◆ ASSIGNMENT: Copy the data below verbatim, leaving no line out.

[Items from a data source]
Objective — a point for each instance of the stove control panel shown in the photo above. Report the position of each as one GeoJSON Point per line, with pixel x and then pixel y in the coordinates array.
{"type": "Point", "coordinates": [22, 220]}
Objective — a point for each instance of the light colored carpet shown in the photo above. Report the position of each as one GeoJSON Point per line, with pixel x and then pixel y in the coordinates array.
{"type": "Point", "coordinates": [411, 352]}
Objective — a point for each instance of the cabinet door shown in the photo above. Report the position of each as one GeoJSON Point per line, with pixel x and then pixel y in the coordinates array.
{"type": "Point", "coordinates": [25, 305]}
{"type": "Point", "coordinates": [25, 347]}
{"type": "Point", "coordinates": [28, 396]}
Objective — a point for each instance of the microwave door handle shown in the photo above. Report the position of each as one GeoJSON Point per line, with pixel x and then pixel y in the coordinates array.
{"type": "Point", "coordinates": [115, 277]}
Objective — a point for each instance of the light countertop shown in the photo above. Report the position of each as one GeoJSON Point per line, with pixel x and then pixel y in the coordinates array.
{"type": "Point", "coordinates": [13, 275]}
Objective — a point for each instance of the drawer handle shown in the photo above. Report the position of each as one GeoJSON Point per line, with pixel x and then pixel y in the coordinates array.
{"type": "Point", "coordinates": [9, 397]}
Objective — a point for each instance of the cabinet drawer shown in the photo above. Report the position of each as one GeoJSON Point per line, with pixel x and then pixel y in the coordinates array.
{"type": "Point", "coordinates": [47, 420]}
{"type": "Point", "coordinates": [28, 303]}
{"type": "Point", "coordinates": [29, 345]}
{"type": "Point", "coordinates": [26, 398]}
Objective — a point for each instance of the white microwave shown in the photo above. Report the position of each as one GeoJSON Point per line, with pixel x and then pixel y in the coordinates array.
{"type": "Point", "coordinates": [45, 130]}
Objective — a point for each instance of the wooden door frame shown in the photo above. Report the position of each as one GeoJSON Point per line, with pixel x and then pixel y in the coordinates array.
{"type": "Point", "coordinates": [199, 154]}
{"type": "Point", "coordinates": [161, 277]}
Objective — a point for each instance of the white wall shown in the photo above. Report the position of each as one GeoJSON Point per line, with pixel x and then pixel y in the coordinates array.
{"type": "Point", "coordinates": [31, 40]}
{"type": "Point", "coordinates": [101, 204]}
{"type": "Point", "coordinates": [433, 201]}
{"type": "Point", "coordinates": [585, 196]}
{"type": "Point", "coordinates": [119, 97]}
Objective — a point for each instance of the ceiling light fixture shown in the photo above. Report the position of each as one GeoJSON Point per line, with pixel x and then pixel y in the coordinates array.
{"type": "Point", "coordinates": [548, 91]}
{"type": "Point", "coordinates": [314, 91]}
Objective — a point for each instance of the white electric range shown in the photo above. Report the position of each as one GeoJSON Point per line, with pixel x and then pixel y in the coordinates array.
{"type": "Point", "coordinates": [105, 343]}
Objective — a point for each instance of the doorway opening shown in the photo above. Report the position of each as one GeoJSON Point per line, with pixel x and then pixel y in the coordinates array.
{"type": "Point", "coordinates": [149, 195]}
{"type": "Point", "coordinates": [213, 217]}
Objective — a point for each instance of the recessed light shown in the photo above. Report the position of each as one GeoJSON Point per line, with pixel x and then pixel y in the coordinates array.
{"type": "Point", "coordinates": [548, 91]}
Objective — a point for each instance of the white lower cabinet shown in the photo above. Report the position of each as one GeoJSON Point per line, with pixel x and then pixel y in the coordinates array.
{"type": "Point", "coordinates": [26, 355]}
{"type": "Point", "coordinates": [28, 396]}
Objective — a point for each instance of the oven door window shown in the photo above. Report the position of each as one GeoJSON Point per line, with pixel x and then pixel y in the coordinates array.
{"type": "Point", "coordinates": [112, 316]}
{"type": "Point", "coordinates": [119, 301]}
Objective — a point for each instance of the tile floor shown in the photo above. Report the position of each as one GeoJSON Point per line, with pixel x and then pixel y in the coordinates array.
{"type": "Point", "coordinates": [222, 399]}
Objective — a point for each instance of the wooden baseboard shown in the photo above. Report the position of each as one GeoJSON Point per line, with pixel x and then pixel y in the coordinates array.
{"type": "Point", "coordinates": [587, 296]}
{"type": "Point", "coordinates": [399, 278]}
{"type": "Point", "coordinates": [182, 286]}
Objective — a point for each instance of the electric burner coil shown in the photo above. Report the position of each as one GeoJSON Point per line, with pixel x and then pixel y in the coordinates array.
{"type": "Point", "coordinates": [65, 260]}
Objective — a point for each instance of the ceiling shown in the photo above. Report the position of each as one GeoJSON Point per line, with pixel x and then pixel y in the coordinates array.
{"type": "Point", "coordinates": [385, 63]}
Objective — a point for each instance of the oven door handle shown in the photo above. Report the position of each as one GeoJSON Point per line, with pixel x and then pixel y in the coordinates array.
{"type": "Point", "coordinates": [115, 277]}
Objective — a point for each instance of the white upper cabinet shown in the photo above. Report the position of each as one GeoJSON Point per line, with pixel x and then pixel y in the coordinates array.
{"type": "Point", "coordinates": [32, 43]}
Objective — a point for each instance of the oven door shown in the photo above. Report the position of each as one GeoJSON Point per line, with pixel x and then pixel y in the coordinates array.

◆ EXERCISE OUTPUT:
Objective — a point for each instance of the stove control panel shown in the photo above. Report the position of each as one GeoJSON Point per line, with pixel x and then pixel y in the coordinates array.
{"type": "Point", "coordinates": [22, 220]}
Objective — a point for each instance of the light colored carpet shown in the photo above. Report the position of each as one GeoJSON Point per line, with pixel x and then pixel y in the coordinates array.
{"type": "Point", "coordinates": [411, 352]}
Objective — a point for each instance of the cabinet door shown in the photo above. Report the position of each as one GeoJSON Point per line, with pixel x and then pixel y in the coordinates array.
{"type": "Point", "coordinates": [25, 305]}
{"type": "Point", "coordinates": [25, 347]}
{"type": "Point", "coordinates": [28, 396]}
Objective — a point for each instance of the microwave door handle shown in the photo above. Report the position of each as one GeoJSON Point per line, with pixel x and then pixel y in the coordinates array.
{"type": "Point", "coordinates": [115, 277]}
Objective — a point for each instance of the light countertop shown in the photo above. Report the position of each as one GeoJSON Point per line, with pixel x and then pixel y in the coordinates array.
{"type": "Point", "coordinates": [13, 275]}
Objective — a point for each instance of the drawer handle shown in the photo above. Report the position of each as one GeoJSON Point per line, with pixel x and then pixel y in the coordinates array.
{"type": "Point", "coordinates": [9, 397]}
Objective — a point for each instance of the cabinet drawer shown in the photo above. Report the position of each as one GeoJSON Point per line, with pixel x and then pixel y in the coordinates array.
{"type": "Point", "coordinates": [47, 420]}
{"type": "Point", "coordinates": [28, 303]}
{"type": "Point", "coordinates": [29, 345]}
{"type": "Point", "coordinates": [26, 398]}
Objective — a point for each instance of the white microwave shown in the photo above. Report the position of each as one GeoJSON Point per line, with pixel x and then pixel y in the coordinates array.
{"type": "Point", "coordinates": [45, 130]}
Objective — a point for each instance of the wooden door frame shown in the photo above. Report the position of each as one GeoJSON Point per line, with pixel x and then pixel y in the coordinates array.
{"type": "Point", "coordinates": [199, 154]}
{"type": "Point", "coordinates": [161, 277]}
Objective — a point for each instance of the white wall shown in the photo above. Report the position of each as one GeoJSON Point per line, with pixel x and then pixel y in the coordinates array.
{"type": "Point", "coordinates": [31, 40]}
{"type": "Point", "coordinates": [101, 204]}
{"type": "Point", "coordinates": [433, 201]}
{"type": "Point", "coordinates": [585, 196]}
{"type": "Point", "coordinates": [119, 97]}
Objective — a point for each instance of the ceiling light fixture shown in the photo above. Report the position of each as one GeoJSON Point per line, with pixel x and then pixel y in the coordinates array.
{"type": "Point", "coordinates": [548, 91]}
{"type": "Point", "coordinates": [314, 91]}
Objective — a point for each instance of the white electric range shown in the photo above. Report the position of each as one GeoJSON Point per line, with pixel x and then pixel y in the coordinates array.
{"type": "Point", "coordinates": [105, 343]}
Objective — a point for each instance of the doorway opening shown in the photo above. Report the position of each as one GeoJSON Point per line, with pixel x and then pixel y in the coordinates array.
{"type": "Point", "coordinates": [149, 195]}
{"type": "Point", "coordinates": [213, 217]}
Objective — a point for each instance of the recessed light shown in the photo above. Report the position of each as one GeoJSON Point per line, with pixel x and then pixel y in the coordinates array.
{"type": "Point", "coordinates": [548, 91]}
Objective — a point for each instance of the white lower cabinet shown in the photo above. Report the position of each as one GeoJSON Point per line, with pixel x and then pixel y in the coordinates array.
{"type": "Point", "coordinates": [26, 355]}
{"type": "Point", "coordinates": [28, 396]}
Objective — a point for each instance of the oven door window shown in the photo above. Report the position of each as one GeoJSON Point per line, with pixel x and then pixel y in the coordinates array.
{"type": "Point", "coordinates": [112, 316]}
{"type": "Point", "coordinates": [119, 301]}
Objective — a point for each instance of the tile floor shown in the photo above. Report the position of each as one GeoJSON Point per line, with pixel x and then pixel y in the coordinates array.
{"type": "Point", "coordinates": [222, 399]}
Objective — a point for each instance of the wooden baseboard shown in the photo above. Report the position of each as one GeoJSON Point per line, with pixel x and then pixel y in the coordinates array.
{"type": "Point", "coordinates": [587, 296]}
{"type": "Point", "coordinates": [399, 278]}
{"type": "Point", "coordinates": [182, 286]}
Objective — a point for each instance of the electric burner coil shown in the photo above. Report the position of each as one GeoJSON Point per line, with pixel x and then pixel y in the coordinates array.
{"type": "Point", "coordinates": [65, 260]}
Objective — a point for each instance of the ceiling shown in the photo above. Report the position of each as one GeoJSON Point per line, with pixel x and then pixel y in the coordinates array.
{"type": "Point", "coordinates": [385, 63]}
Objective — a point for each instance of the oven door handle shown in the photo above. Report the position of each as one GeoJSON Point per line, with pixel x and then pixel y in the coordinates array.
{"type": "Point", "coordinates": [115, 277]}
Objective — a point for each instance of the white upper cabinet shown in the photo above. Report the position of each as one GeoJSON Point per line, with pixel x and then pixel y in the coordinates array.
{"type": "Point", "coordinates": [32, 43]}
Objective — a point for each instance of the oven door shown in the photo above. Report the position of each as one GeoJSON Point per line, with pixel x and then pixel y in the coordinates array.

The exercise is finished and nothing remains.